ISTRUZIONI DEL COMPITO |
Prosegui il brano sulla vita come sacramento e sulla vocazione cristiana, riprendendo subito dopo la sua ultima frase.

BRANO DA LEGGERE |
Credo che la vita stessa è, in un certo senso, un sacramento. Ogni vita è un luogo di incontro e questo è ciò che avviene nei sacramenti. Quando li celebriamo, viviamo un incontro. La vita spirituale è un’apertura a una relazione (con qualcuno, con altri) che consola, motiva, preoccupa e anche interroga, ma che in nessun caso ci aliena e ci rende estranei a noi stessi. Contemplare un paesaggio, ascoltare una musica, ammirare un’opera d’arte, leggere un testo, essere accanto -o pensare- ad una persona particolarmente amata, può avere una risonanza significativa nella nostra intimità più profonda. Il cammino cristiano è un incontro vivo con qualcuno che ci ama oltre misura e ci aiuta a scoprire la nostra stessa essenza, la nostra più genuina originalità. È la gioia di scoprire che siamo frutto di un amore senza misura. Solo allora comprendiamo che la nostra esistenza è un dono. Un dono, può essere fragile, sì, ma è prezioso per chi lo riceve. Perché è qualcosa di offerto, senza chiedere nulla in cambio, e che non ha altro scopo se non quello di esprimere affetto e suscitare gioia. Se intendiamo la vita in questo modo, essa non potrà che essere un dono permanente. E gli innamorati lo sanno bene. Sta qui la chiave di ogni vocazione, e ancor più della vocazione cristiana in ogni sua manifestazione. La vocazione è un tema da innamorati.

RIGHE DI DATI |
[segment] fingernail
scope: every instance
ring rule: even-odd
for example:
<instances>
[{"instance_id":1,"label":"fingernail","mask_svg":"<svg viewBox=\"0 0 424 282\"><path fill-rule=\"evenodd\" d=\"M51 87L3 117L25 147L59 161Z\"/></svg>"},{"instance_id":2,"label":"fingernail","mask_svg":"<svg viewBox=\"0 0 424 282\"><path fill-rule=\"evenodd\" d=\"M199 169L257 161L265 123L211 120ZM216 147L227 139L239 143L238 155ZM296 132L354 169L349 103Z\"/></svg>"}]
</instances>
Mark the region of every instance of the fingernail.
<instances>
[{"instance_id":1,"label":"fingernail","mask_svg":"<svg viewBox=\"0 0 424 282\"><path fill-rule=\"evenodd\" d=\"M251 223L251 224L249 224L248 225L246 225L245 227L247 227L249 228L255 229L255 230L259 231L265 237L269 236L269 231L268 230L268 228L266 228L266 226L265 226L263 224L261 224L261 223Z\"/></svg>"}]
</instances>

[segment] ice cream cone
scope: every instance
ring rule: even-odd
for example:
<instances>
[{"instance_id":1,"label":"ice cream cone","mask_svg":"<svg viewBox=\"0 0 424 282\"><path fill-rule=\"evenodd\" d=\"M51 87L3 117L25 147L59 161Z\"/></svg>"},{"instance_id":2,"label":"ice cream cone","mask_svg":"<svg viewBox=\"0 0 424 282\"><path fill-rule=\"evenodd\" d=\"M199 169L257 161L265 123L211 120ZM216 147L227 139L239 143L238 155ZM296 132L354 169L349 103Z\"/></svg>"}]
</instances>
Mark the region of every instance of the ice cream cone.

---

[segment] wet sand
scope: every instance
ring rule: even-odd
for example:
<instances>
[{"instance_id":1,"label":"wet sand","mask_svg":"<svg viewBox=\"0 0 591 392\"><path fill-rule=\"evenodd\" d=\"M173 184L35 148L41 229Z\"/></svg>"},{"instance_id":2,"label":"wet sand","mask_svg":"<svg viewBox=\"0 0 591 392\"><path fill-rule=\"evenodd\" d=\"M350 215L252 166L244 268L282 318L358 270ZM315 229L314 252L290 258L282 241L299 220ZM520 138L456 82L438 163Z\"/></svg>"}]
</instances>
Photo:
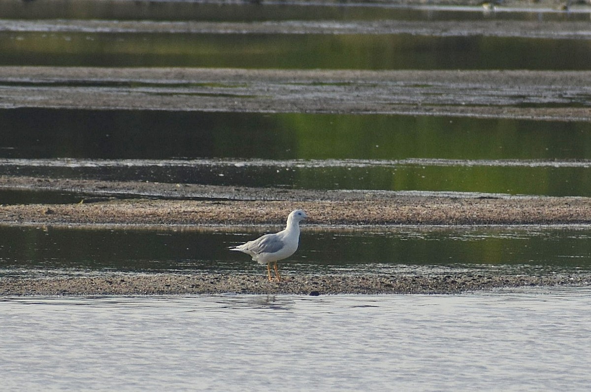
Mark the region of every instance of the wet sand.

* * *

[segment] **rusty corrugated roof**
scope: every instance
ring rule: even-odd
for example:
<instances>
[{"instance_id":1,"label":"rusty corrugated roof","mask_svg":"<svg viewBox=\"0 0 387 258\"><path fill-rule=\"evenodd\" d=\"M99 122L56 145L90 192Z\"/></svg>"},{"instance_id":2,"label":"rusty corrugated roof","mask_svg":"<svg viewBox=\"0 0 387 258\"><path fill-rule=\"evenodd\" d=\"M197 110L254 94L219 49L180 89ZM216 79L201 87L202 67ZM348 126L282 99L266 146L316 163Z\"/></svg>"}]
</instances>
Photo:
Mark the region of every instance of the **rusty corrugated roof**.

RISPOSTA SCRITTA |
Chi offre la sua vita, nel quotidiano della famiglia, in una comunità religiosa, o in qualsiasi altro modo, è perché è consapevole di sapersi dono. Non è possibile la vocazione alla vita religiosa o al sacerdozio senza comprendere che questo è un dono prezioso. È necessario imparare, però, ad utilizzare il regalo, affinché non venga danneggiato per non aver letto attentamente il manuale di istruzioni. Nel nostro caso, il manuale è il Vangelo. A partire dalla Buona Novella, mantenendo la comunione con tutta la Chiesa e essendo particolarmente attenti alle persone e ai luoghi più bisognosi di riparazione, quelli che per gli altri non contano o non valgono nulla, contribuiremo ad una spiritualità credibile, innamorata. Una spiritualità che non si chiude egoisticamente per preservarsi, ma comprende che per esistere deve aprirsi, essere esposta. Se oggi lamentiamo la mancanza di vocazioni, in qualunque sua espressione, forse dobbiamo chiederci se abbiamo chiaramente manifestato, spiegato, che la vita cristiana è dono ricevuto, accolto e condiviso. Per usare il linguaggio del Vangelo, non si tratterebbe, semplicemente, di avere una vita e delle comunità (famiglia, parrocchia, religiosi…) più samaritane? (Luca 10,25-37).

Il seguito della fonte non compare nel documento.